### Task directions
Give all the lines below again, exactly, with no pictures.

Start

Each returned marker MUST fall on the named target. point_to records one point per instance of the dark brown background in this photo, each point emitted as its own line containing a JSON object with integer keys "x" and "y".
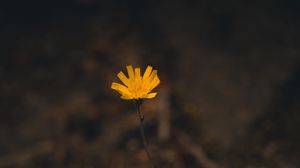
{"x": 229, "y": 93}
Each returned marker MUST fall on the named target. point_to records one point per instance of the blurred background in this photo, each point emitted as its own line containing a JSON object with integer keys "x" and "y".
{"x": 229, "y": 94}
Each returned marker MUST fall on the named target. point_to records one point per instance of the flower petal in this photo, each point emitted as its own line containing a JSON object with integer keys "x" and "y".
{"x": 147, "y": 72}
{"x": 137, "y": 72}
{"x": 120, "y": 88}
{"x": 130, "y": 72}
{"x": 123, "y": 78}
{"x": 154, "y": 82}
{"x": 153, "y": 74}
{"x": 151, "y": 95}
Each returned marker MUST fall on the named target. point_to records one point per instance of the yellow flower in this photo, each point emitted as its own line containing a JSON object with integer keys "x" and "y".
{"x": 136, "y": 86}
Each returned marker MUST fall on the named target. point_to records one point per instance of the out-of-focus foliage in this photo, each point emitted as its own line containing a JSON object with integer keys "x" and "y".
{"x": 229, "y": 93}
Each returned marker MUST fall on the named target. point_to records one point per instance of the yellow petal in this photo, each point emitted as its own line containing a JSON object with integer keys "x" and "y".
{"x": 126, "y": 97}
{"x": 154, "y": 83}
{"x": 153, "y": 74}
{"x": 137, "y": 73}
{"x": 123, "y": 78}
{"x": 151, "y": 95}
{"x": 120, "y": 88}
{"x": 130, "y": 72}
{"x": 147, "y": 72}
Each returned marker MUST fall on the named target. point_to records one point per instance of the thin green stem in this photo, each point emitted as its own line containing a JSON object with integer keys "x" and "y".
{"x": 141, "y": 117}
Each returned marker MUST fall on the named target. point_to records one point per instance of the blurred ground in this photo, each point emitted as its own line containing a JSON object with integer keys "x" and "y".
{"x": 229, "y": 93}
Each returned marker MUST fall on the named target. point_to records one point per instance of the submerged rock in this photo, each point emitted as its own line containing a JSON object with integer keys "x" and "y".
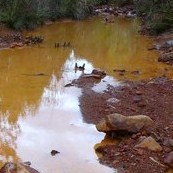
{"x": 169, "y": 159}
{"x": 96, "y": 73}
{"x": 11, "y": 167}
{"x": 54, "y": 152}
{"x": 118, "y": 123}
{"x": 168, "y": 57}
{"x": 150, "y": 144}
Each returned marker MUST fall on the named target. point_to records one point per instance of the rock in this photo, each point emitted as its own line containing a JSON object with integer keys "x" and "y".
{"x": 166, "y": 57}
{"x": 137, "y": 99}
{"x": 168, "y": 142}
{"x": 54, "y": 152}
{"x": 169, "y": 159}
{"x": 136, "y": 72}
{"x": 150, "y": 144}
{"x": 11, "y": 167}
{"x": 99, "y": 72}
{"x": 118, "y": 123}
{"x": 96, "y": 73}
{"x": 119, "y": 70}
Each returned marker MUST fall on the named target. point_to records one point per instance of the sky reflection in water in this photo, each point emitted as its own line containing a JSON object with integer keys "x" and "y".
{"x": 58, "y": 125}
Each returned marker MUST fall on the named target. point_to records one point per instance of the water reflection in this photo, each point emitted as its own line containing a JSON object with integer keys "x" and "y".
{"x": 37, "y": 114}
{"x": 58, "y": 125}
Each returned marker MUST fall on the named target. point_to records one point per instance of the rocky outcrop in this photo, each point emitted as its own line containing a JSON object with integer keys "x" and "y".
{"x": 10, "y": 167}
{"x": 96, "y": 73}
{"x": 118, "y": 123}
{"x": 150, "y": 144}
{"x": 169, "y": 159}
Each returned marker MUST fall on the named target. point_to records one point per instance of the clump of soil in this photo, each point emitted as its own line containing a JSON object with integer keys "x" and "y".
{"x": 152, "y": 98}
{"x": 11, "y": 38}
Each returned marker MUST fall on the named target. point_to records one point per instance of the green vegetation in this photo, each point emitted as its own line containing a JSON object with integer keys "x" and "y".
{"x": 26, "y": 14}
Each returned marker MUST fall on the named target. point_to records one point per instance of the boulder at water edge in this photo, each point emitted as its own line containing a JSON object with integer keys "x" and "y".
{"x": 10, "y": 167}
{"x": 150, "y": 144}
{"x": 119, "y": 123}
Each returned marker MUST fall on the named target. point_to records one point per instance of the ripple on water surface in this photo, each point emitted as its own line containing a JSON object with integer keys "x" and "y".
{"x": 38, "y": 114}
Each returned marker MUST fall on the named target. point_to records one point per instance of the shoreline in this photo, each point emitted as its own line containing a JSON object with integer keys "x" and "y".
{"x": 151, "y": 98}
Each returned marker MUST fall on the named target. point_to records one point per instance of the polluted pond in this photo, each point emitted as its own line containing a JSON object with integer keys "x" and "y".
{"x": 41, "y": 120}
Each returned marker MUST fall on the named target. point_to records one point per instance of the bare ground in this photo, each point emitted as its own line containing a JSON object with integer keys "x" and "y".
{"x": 152, "y": 98}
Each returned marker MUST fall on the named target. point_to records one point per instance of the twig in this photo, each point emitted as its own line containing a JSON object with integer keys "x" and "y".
{"x": 155, "y": 161}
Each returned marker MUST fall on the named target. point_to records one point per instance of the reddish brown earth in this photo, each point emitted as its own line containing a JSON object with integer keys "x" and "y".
{"x": 11, "y": 38}
{"x": 152, "y": 98}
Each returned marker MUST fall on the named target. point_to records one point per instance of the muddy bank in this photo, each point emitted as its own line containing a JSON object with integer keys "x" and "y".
{"x": 10, "y": 38}
{"x": 152, "y": 98}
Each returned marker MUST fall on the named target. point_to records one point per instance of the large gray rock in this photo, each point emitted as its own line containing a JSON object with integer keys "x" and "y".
{"x": 11, "y": 167}
{"x": 117, "y": 122}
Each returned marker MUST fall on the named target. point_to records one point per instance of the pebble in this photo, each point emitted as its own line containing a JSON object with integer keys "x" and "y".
{"x": 169, "y": 159}
{"x": 54, "y": 152}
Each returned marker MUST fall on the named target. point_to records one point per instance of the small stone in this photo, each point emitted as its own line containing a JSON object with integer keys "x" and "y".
{"x": 138, "y": 92}
{"x": 168, "y": 142}
{"x": 150, "y": 144}
{"x": 137, "y": 99}
{"x": 169, "y": 159}
{"x": 128, "y": 124}
{"x": 54, "y": 152}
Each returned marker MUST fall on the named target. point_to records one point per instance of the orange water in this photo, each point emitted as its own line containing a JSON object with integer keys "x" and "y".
{"x": 37, "y": 114}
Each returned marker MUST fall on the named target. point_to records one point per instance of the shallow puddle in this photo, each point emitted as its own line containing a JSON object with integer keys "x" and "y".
{"x": 38, "y": 114}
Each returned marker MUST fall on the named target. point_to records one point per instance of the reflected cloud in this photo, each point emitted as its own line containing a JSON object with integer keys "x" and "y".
{"x": 58, "y": 125}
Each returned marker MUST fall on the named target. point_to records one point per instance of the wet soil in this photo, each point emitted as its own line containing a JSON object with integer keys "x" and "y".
{"x": 152, "y": 98}
{"x": 10, "y": 38}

End

### Exercise response
Each returned marker MUST fall on the named target. point_to records one point per instance of the dark brown background in this photo, each point emitted as its own line containing a JSON object with integer keys "x" and "y".
{"x": 229, "y": 93}
Each returned marker MUST fall on the named target. point_to records one point per instance of the blurred background in this photo, each point emitted as its own line containing a JSON object with integer keys "x" and "y".
{"x": 229, "y": 94}
Each returned marker MUST fall on the named target. point_to records one point per instance of the flower petal in this photo, each point emitted as its own line containing a JSON object with integer keys "x" and "y".
{"x": 147, "y": 72}
{"x": 137, "y": 72}
{"x": 120, "y": 88}
{"x": 130, "y": 72}
{"x": 123, "y": 78}
{"x": 154, "y": 82}
{"x": 153, "y": 74}
{"x": 151, "y": 95}
Each returned marker MUST fall on the named target. point_to records one point per instance of the yellow flower in this photo, each point emitted as its own line containing a JSON object with integer keys "x" and "y".
{"x": 136, "y": 86}
Each returned marker MUST fall on the named target. point_to records one point per instance of the out-of-focus foliage in this photo, each point emitted as its own line containing a JSON object with integer keys "x" and "y".
{"x": 229, "y": 93}
Each returned marker MUST fall on the named target. point_to records one point per instance of the yellow petal in this photo, each point emitted as its own line containing a JSON object with integer keys "x" and "y".
{"x": 126, "y": 97}
{"x": 154, "y": 83}
{"x": 153, "y": 74}
{"x": 137, "y": 73}
{"x": 123, "y": 78}
{"x": 151, "y": 95}
{"x": 120, "y": 88}
{"x": 130, "y": 72}
{"x": 147, "y": 72}
Each returned marker MUST fall on the named target. point_to records one point per instance of the thin green stem in this photo, each point emitted as its own line containing a JSON object with integer keys "x" and "y".
{"x": 141, "y": 117}
Each returned marker MUST fall on the named target. point_to records one point per instance of the blurred ground in this photo, each point emitted as its own line containing a JSON object with integer keys "x" and "y".
{"x": 229, "y": 93}
Each returned marker MUST fall on the named target. point_to records one point per instance of the submerged rock in this photo, each point emitted as its own line containing a JSON object with integer keys "x" and "y".
{"x": 169, "y": 159}
{"x": 96, "y": 73}
{"x": 11, "y": 167}
{"x": 54, "y": 152}
{"x": 118, "y": 123}
{"x": 168, "y": 57}
{"x": 150, "y": 144}
Each returned marker MUST fall on the named target. point_to records one point per instance of the rock in this photo, each point emitted as its own line containing a JSON object with integer keys "x" and "y".
{"x": 166, "y": 57}
{"x": 137, "y": 99}
{"x": 168, "y": 142}
{"x": 54, "y": 152}
{"x": 169, "y": 159}
{"x": 136, "y": 72}
{"x": 150, "y": 144}
{"x": 11, "y": 167}
{"x": 99, "y": 72}
{"x": 118, "y": 123}
{"x": 96, "y": 73}
{"x": 119, "y": 70}
Each returned marker MUST fall on the named target. point_to records one point per instance of the sky reflection in water in this photo, each point emitted as its own line containing a JSON object with integer keys "x" and "y".
{"x": 58, "y": 125}
Each returned marker MUST fall on the named target. point_to records one point per instance of the water reflection in this photo, each point emitted as its own line containing a JSON object with integer keys "x" and "y".
{"x": 37, "y": 114}
{"x": 58, "y": 125}
Each returned marker MUST fall on the named target. point_to records one point per instance of the rocky outcrop in this photo, each point emitted as its own line containing a JSON object with integer keys "x" and "y".
{"x": 10, "y": 167}
{"x": 96, "y": 73}
{"x": 118, "y": 123}
{"x": 150, "y": 144}
{"x": 169, "y": 159}
Each returned marker MUST fall on the named target. point_to records one point per instance of the clump of soil in this photo, each point emitted as its own line containing a JSON object with integer keys "x" and "y".
{"x": 152, "y": 98}
{"x": 11, "y": 38}
Each returned marker MUST fall on the named target. point_to records one point per instance of the green vegetation in this photo, each point emitted as its own line containing a JSON object with integer keys "x" and "y".
{"x": 26, "y": 14}
Each returned marker MUST fall on the named target. point_to records one point per instance of the boulder at water edge in this photo, each point emitted as its own line containing a JSON object with integer keys "x" and "y".
{"x": 10, "y": 167}
{"x": 150, "y": 144}
{"x": 119, "y": 123}
Each returned marker MUST fall on the named target. point_to records one point per instance of the ripple on water surface in this photo, each point emitted as its own line containing a JSON object with integer keys "x" and "y".
{"x": 38, "y": 114}
Each returned marker MUST fall on the named target. point_to records one point per instance of the shoreline in this photo, each point emitted as its own line containing a JSON object with integer keys "x" and "y".
{"x": 151, "y": 98}
Each returned marker MUST fall on the named target. point_to records one point per instance of the polluted pond in this photo, each point emitted as its own line containing a JSON object with integer keys "x" and "y".
{"x": 41, "y": 120}
Each returned marker MUST fall on the named target. point_to records one point per instance of the bare ground in this photo, each point emitted as its own line containing a JSON object with integer keys "x" and "y".
{"x": 152, "y": 98}
Each returned marker MUST fall on the named target. point_to records one point per instance of the twig in this photo, each point emitted as its own line containing a JSON object with integer keys "x" and "y".
{"x": 155, "y": 161}
Each returned marker MUST fall on the named target. point_to records one point per instance of the reddish brown earth in this photo, each point emitted as its own line containing a JSON object with integer keys "x" and "y".
{"x": 11, "y": 38}
{"x": 152, "y": 98}
Each returned marker MUST fall on the named target. point_to records one point per instance of the muddy bank in this photo, each point emitted as its own line containing a JSON object with integer keys "x" and "y".
{"x": 10, "y": 38}
{"x": 152, "y": 98}
Each returned marker MUST fall on the named target. point_to records one point per instance of the large gray rock in this photo, each point emitted as its own line containing a JSON object with integer keys "x" and "y".
{"x": 11, "y": 167}
{"x": 117, "y": 122}
Each returned marker MUST fall on the named target. point_to records one point per instance of the pebble in this photo, each point emitted as its own line containing a JSON object with integer keys "x" and "y".
{"x": 169, "y": 159}
{"x": 54, "y": 152}
Each returned marker MUST fall on the named target. point_to records one point per instance of the small stone in this photo, each point emitted as its own line containing a JSON object with integer keys "x" and "y".
{"x": 138, "y": 92}
{"x": 168, "y": 142}
{"x": 150, "y": 144}
{"x": 137, "y": 99}
{"x": 169, "y": 159}
{"x": 128, "y": 124}
{"x": 54, "y": 152}
Each returned marker MUST fall on the named target. point_to records one point per instance of the orange water in this photo, each point emitted as its own line containing a JSON object with integer keys "x" and "y".
{"x": 37, "y": 114}
Each returned marker MUST fall on the named target. point_to records one point per instance of the shallow puddle in this photo, each point emitted as its own line containing a JSON object with integer keys "x" and "y".
{"x": 38, "y": 114}
Each returned marker MUST fall on the named target. point_to records one point per instance of the reflected cloud in this photo, each point emitted as its own line containing a JSON object with integer keys "x" and "y".
{"x": 58, "y": 125}
Each returned marker MUST fall on the named target. point_to records one point per instance of the wet soil in this photo, each point emitted as its own line containing a JSON object with integer keys "x" and "y".
{"x": 152, "y": 98}
{"x": 10, "y": 38}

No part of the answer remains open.